== Segment start ==

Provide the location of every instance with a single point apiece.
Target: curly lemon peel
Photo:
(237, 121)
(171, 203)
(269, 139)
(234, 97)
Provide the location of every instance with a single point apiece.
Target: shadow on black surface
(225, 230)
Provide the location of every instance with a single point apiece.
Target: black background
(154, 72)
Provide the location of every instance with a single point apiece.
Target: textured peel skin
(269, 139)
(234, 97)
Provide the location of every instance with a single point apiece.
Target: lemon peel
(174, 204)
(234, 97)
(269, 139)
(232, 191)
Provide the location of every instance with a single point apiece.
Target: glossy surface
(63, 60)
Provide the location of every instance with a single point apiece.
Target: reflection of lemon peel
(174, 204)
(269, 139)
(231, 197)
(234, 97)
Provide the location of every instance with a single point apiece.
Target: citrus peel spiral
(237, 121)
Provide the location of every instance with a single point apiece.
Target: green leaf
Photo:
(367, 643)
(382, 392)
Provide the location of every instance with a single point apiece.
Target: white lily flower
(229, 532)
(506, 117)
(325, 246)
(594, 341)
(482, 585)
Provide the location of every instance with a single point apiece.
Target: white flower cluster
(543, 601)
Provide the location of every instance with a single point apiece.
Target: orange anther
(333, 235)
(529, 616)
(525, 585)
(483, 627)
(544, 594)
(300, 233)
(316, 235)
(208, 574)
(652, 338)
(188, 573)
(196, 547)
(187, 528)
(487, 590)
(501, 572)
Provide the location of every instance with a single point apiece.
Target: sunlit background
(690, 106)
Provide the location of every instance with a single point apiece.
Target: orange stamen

== Segment end ==

Reproduce the material exactly, and keep every line as it is.

EXERCISE SOLUTION:
Provide the location of every instance with a single point apiece.
Target: curly lemon peel
Photo:
(237, 121)
(171, 203)
(269, 139)
(234, 97)
Provide the location of every instance with a single point apiece.
Target: shadow on black surface
(225, 230)
Provide the location of every instance with a single point apiece.
Target: black background
(154, 72)
Provide the location of every instance with a single point apiece.
Target: textured peel skin
(269, 139)
(234, 97)
Provide the location of every instance with a single point apiece.
Target: lemon peel
(174, 204)
(234, 97)
(269, 139)
(232, 191)
Provide the location of every instance with a single point apiece.
Target: glossy surface
(63, 60)
Provide the location of every instance with a single point apiece.
Target: reflection of lemon peel
(174, 204)
(269, 139)
(231, 197)
(234, 97)
Provide the location of every instance with a single point apiece.
Target: citrus peel spiral
(237, 121)
Provide the location of every instance with a single point apiece.
Target: green leaf
Photo:
(367, 643)
(382, 392)
Provide the location of every instance with a single point apiece.
Target: white lily flower
(229, 532)
(506, 117)
(325, 246)
(594, 341)
(482, 585)
Provide the location of every instance with a single point apiece.
Target: white flower cluster
(543, 601)
Provide the location of every instance with a single point apiece.
Target: orange anther
(333, 235)
(529, 616)
(525, 585)
(483, 627)
(544, 594)
(300, 233)
(316, 235)
(208, 574)
(652, 338)
(188, 573)
(196, 547)
(187, 528)
(487, 590)
(501, 572)
Provide the location of every instance with a single point apiece.
Target: sunlit background
(690, 106)
Provide the location of every instance with a single point apiece.
Target: orange stamen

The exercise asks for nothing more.